* DOCUMENT EXTRACT:
☆ ☆ ☆

Metadata and Lineage Commands

The CLI includes the following metadata and lineage commands:

Command

Description

Command

Description

add metadata-properties <entity> <properties>

Adds metadata properties for an entity. <entity> is of the form <entity-type>:<entity-id>, where <entity-type> is one of 'artifact', 'application', 'dataset' or 'program'.

For artifacts and apps, <entity-id> is composed of the namespace, entity name, and version, such as <namespace-name>.<artifact-name>.<artifact-version> or <namespace-name>.<app-name>.<app-version>.

Note: Metadata for versioned entities is not versioned, including entities such as applications, programs, schedules, and program runs. Additions to metadata in one version are reflected in all versions.

For programs, <entity-id> includes the application name and the program type: <namespace-name>.<app-name>.<program-type>.<program-name>. <program-type> is one of mapreduce, service, spark, worker, or workflow.

For datasets, <entity-id> is the namespace and entity names, such as <namespace-name>.<dataset-name>.

Custom entities can be specified as hierarchical key-value pair with an optional type if the last key in hierarchy is not the type of the entity. For example a 'field' in dataset can be specified as: namespace=<namespace-name>,dataset=<dataset-name>,field=<field-name>. A 'jar' in a namespace can be specified as: namespace=<namespace-name>,jar=<jar-name>,version=<version-number>,type=jar.

add metadata-tags <entity> <tags>

Adds metadata tags for an entity. <entity> is of the form <entity-type>:<entity-id>, where <entity-type> is one of 'artifact', 'application', 'dataset' or 'program'.

For artifacts and apps, <entity-id> is composed of the namespace, entity name, and version, such as <namespace-name>.<artifact-name>.<artifact-version> or <namespace-name>.<app-name>.<app-version>.

Note: Metadata for versioned entities is not versioned, including entities such as applications, programs, schedules, and program runs. Additions to metadata in one version are reflected in all versions.

For programs, <entity-id> includes the application name and the program type: <namespace-name>.<app-name>.<program-type>.<program-name>. <program-type> is one of mapreduce, service, spark, worker, or workflow.

For datasets, <entity-id> is the namespace and entity names, such as <namespace-name>.<dataset-name>.

Custom entities can be specified as hierarchical key-value pair with an optional type if the last key in hierarchy is not the type of the entity. For example a 'field' in dataset can be specified as: namespace=<namespace-name>,dataset=<dataset-name>,field=<field-name>. A 'jar' in a namespace can be specified as: namespace=<namespace-name>,jar=<jar-name>,version=<version-number>,type=jar.

☆ ☆ ☆

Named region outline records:
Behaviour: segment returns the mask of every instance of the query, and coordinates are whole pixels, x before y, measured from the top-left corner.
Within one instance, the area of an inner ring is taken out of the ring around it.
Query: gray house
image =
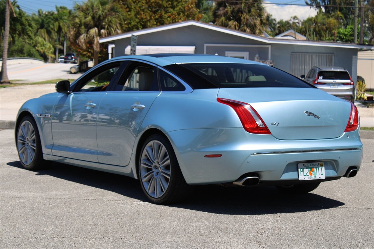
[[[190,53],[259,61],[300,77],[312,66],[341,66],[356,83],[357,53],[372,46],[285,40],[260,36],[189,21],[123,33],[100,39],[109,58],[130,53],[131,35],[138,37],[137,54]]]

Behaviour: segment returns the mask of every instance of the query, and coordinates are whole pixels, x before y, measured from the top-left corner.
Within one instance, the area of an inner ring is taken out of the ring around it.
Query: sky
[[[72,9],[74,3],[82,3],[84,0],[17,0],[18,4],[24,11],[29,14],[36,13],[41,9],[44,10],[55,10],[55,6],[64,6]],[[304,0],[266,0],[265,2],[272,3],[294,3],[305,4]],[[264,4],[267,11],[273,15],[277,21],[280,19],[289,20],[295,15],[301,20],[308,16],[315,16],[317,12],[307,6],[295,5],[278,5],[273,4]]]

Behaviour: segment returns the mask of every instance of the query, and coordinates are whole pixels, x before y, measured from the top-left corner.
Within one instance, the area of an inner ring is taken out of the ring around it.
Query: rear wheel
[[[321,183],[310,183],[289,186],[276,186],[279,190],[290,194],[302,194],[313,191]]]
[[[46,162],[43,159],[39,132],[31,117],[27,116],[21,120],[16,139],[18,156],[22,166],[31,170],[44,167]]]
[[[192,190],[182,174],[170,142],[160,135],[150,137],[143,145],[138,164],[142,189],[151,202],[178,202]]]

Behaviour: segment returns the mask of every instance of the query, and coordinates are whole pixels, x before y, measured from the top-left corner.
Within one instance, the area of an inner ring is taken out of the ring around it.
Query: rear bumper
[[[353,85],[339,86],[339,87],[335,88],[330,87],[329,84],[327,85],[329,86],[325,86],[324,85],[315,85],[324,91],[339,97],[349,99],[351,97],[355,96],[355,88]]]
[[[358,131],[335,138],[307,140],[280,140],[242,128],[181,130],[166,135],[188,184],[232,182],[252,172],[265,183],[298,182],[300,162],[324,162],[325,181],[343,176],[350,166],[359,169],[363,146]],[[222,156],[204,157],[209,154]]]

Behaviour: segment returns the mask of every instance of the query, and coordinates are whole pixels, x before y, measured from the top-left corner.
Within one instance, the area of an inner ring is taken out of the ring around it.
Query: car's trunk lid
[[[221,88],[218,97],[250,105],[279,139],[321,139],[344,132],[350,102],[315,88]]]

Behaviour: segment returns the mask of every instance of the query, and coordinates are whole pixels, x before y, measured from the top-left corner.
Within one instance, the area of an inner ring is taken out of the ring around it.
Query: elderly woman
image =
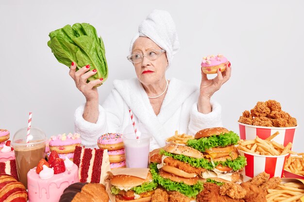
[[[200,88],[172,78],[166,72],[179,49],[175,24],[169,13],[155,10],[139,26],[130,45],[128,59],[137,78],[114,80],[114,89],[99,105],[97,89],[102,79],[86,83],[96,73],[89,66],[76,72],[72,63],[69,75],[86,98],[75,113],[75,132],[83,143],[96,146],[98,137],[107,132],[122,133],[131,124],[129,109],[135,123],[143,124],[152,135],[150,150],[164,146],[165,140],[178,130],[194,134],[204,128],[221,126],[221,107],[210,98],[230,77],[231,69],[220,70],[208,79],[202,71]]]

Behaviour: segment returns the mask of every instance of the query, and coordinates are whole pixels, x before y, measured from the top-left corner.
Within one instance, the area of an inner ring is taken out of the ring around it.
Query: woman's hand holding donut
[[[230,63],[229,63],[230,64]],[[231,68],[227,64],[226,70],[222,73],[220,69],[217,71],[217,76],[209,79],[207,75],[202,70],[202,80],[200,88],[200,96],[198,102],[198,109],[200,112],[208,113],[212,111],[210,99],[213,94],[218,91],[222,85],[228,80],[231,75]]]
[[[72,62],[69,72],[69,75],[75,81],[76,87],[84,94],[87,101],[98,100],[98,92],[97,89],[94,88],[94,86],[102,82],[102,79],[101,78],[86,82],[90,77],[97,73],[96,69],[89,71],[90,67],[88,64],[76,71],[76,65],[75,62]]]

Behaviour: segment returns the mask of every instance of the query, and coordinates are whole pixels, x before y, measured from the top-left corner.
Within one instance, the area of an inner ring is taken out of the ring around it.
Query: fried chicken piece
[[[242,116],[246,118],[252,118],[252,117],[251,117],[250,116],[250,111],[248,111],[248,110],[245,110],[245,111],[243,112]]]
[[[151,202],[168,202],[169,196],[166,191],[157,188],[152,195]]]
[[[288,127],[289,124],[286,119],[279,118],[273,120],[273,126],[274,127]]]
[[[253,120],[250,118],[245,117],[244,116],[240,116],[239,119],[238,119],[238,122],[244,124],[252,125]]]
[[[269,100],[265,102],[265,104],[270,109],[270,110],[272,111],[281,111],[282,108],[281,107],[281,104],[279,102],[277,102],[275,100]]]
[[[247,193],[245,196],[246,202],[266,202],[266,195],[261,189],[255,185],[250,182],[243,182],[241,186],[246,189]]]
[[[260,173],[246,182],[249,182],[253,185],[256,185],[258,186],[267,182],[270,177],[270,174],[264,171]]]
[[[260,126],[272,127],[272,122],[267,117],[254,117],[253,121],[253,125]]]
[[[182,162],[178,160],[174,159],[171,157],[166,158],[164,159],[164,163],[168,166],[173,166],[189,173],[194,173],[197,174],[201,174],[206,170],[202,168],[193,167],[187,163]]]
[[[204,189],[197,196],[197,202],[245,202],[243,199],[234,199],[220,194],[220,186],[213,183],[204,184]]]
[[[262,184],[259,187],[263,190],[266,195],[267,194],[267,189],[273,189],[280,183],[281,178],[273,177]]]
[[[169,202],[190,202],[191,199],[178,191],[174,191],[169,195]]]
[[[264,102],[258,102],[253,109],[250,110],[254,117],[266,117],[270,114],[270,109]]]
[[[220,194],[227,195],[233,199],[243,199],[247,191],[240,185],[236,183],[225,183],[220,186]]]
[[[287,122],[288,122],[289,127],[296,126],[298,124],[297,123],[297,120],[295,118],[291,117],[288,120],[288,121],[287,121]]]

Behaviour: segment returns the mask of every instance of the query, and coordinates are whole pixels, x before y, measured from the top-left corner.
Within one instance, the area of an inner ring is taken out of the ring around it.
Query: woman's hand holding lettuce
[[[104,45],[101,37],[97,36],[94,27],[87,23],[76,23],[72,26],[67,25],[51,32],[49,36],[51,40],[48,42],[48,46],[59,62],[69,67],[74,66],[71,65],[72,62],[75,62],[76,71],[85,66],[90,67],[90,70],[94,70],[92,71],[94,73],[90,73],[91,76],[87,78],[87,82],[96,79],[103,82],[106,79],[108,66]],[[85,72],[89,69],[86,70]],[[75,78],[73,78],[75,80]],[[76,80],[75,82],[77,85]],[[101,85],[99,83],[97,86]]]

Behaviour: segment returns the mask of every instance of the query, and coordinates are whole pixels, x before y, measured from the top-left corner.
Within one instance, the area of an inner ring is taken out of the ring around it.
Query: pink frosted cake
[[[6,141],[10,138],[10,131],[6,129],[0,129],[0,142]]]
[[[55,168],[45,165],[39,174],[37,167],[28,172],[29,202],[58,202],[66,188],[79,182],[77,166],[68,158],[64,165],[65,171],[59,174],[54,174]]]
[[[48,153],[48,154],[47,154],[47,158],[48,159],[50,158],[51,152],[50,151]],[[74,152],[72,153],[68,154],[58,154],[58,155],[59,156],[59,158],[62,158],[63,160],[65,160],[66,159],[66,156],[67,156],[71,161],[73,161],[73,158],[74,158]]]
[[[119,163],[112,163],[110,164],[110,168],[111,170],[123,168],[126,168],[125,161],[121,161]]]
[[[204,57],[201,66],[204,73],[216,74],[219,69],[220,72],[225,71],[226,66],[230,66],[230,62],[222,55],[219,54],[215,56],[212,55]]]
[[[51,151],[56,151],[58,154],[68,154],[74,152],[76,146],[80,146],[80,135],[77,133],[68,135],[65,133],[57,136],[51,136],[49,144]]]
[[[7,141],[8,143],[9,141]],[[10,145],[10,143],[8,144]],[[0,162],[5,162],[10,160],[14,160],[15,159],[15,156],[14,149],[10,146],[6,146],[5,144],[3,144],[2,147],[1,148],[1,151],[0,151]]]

☆ ☆ ☆

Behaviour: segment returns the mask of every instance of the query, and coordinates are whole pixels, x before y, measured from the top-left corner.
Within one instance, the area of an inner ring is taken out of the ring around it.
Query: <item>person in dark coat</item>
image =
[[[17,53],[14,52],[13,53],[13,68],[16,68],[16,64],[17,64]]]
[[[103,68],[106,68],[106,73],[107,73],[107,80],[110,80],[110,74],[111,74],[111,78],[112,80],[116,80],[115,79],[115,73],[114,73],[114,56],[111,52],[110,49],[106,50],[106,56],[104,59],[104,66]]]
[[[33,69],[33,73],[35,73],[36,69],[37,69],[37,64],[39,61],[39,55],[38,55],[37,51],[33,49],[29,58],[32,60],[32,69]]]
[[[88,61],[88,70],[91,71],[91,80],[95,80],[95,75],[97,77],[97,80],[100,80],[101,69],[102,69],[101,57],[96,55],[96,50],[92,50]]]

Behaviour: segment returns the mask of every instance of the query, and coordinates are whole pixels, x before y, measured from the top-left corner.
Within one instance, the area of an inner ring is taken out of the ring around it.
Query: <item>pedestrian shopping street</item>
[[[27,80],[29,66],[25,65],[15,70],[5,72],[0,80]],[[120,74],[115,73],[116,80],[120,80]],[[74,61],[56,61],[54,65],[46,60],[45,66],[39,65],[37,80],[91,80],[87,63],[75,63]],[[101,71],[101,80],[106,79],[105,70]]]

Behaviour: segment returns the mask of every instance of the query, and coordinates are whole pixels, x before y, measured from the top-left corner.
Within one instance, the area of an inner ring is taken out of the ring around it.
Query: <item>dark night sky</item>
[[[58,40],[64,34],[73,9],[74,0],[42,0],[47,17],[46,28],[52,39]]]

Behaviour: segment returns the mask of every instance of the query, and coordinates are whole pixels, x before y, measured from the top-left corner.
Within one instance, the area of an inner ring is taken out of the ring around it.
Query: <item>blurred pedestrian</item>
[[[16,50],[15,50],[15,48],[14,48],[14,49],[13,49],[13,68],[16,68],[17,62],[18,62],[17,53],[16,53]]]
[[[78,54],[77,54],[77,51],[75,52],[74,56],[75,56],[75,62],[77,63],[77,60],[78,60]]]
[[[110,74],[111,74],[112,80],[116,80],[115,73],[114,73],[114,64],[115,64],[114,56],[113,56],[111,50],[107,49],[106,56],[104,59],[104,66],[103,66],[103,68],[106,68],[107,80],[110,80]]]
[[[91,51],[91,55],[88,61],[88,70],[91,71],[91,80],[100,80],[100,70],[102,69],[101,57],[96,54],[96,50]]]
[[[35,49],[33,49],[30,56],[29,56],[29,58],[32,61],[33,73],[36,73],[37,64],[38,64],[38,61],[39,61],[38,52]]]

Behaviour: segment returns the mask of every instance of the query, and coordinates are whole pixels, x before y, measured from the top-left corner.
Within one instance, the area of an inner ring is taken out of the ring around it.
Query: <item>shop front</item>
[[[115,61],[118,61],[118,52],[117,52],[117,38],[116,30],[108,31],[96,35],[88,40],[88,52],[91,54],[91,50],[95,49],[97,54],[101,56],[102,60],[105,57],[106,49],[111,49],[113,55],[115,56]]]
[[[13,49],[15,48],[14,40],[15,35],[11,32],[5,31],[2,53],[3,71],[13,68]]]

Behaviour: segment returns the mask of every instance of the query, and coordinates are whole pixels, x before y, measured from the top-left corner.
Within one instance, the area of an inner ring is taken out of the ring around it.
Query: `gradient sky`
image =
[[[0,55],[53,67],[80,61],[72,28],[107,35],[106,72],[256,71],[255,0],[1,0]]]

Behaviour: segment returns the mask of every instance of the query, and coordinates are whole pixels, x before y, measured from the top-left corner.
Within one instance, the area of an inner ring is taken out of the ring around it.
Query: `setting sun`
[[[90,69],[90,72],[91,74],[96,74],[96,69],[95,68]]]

☆ ☆ ☆

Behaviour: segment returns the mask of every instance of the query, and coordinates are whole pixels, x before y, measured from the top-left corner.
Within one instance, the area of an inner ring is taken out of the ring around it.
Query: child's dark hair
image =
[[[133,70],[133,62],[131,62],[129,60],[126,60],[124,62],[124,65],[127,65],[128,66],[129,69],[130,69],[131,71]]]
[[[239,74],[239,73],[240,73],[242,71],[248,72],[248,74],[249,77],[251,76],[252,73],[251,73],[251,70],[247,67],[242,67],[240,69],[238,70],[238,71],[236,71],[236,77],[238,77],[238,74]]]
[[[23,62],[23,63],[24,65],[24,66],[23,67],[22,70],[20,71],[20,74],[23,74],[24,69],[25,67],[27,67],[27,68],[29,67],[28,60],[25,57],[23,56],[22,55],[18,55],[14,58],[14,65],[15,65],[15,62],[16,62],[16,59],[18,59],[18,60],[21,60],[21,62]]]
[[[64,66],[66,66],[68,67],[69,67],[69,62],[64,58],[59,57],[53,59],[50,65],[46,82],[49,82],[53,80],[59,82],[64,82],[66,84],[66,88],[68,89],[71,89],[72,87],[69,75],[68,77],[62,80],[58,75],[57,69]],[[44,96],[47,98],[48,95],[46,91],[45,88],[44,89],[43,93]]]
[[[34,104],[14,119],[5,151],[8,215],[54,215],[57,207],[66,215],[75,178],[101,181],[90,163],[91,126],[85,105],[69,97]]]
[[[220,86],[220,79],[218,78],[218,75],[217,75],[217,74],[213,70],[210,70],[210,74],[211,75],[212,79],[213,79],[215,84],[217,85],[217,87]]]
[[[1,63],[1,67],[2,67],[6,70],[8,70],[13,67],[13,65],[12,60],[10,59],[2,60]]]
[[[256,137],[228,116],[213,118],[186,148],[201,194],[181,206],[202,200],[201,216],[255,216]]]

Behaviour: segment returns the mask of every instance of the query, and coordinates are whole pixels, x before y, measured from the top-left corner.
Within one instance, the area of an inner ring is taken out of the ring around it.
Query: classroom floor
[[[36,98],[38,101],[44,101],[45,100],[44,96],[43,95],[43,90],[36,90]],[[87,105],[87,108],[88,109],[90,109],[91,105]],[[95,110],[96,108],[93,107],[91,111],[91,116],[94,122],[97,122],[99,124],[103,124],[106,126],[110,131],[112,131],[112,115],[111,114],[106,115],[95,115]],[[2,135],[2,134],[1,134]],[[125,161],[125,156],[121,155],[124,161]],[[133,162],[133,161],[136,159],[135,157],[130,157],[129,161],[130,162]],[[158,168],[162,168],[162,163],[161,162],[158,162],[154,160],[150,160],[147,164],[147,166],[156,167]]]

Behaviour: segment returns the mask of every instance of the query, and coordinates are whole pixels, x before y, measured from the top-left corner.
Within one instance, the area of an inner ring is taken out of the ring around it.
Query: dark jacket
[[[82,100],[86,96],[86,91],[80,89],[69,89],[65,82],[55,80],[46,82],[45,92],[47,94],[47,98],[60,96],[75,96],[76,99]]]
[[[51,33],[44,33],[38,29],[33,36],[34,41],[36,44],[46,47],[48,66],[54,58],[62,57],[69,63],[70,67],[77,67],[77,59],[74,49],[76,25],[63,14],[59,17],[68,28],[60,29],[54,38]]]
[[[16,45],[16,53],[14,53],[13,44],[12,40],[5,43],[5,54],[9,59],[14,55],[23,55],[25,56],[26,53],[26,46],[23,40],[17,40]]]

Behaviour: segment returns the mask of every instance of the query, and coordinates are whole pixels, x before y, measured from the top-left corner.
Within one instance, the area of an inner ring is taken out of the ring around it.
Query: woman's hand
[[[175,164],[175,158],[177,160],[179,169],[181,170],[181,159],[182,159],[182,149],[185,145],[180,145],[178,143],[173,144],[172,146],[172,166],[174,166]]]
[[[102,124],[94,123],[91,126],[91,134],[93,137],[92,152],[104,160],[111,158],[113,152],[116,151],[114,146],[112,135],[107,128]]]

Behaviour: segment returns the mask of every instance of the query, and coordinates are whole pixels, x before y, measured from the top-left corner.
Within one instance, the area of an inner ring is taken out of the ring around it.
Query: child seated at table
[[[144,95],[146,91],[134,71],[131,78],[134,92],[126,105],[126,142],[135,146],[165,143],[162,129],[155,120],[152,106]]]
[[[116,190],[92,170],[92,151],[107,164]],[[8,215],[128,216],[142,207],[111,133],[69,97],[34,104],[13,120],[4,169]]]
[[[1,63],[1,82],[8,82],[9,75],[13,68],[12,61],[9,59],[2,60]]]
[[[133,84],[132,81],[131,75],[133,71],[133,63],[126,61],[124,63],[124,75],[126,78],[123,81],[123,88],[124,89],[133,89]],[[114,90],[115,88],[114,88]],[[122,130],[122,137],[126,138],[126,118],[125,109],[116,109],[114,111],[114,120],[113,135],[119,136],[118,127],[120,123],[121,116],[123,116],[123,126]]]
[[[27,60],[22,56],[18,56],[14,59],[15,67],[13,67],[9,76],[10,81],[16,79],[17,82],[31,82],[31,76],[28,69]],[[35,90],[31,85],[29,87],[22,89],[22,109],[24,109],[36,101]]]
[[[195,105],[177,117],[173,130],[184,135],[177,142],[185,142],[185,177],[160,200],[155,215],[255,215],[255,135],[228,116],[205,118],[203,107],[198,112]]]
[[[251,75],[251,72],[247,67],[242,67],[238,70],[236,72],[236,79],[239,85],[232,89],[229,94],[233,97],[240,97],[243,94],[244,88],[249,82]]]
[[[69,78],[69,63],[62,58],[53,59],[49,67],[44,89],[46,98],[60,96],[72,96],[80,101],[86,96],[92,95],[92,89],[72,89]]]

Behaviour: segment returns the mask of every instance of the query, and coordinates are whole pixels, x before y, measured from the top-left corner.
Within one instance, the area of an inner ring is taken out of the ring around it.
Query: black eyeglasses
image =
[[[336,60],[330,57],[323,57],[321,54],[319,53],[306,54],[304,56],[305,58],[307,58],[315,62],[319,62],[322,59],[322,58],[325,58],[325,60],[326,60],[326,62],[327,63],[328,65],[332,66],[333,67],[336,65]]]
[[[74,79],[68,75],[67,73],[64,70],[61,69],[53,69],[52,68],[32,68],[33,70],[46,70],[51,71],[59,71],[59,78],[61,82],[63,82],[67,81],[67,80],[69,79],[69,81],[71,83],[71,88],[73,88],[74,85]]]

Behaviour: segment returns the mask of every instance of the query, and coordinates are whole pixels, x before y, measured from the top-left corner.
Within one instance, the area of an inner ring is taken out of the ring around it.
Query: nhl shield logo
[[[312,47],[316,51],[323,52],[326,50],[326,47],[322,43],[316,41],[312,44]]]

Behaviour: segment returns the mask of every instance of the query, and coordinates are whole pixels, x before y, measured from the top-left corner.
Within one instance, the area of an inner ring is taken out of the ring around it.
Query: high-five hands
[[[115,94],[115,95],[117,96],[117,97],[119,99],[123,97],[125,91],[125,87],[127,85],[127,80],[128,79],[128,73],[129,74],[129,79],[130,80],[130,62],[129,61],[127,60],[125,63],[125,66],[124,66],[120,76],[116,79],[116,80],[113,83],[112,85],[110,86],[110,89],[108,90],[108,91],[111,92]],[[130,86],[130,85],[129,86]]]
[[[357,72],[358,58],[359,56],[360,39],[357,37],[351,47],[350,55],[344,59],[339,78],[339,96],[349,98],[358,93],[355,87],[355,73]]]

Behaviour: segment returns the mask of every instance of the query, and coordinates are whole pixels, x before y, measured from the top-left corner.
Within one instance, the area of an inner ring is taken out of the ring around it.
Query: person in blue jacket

☆ ☆ ☆

* REQUEST 1:
Using the metadata and lineage commands text, decide whether each statement agrees with it. Answer yes or no for each, and quote the deciding words exactly.
(a) Spark is one of the allowed program types in a program's entity ID.
(b) Metadata added to one version of an application applies only to that version.
(c) A dataset's entity ID includes a version number.
* REQUEST 2:
Return every line of the records that contains the string "child", matching case exactly.

* EXERCISE RESPONSE 1:
(a) Yes: "<program-type> is one of mapreduce, service, spark, worker, or workflow."
(b) No: "Additions to metadata in one version are reflected in all versions."
(c) No: "For datasets, <entity-id> is the namespace and entity names, such as <namespace-name>.<dataset-name>."

* EXERCISE RESPONSE 2:
Query: child's dark hair
Query: child seated at table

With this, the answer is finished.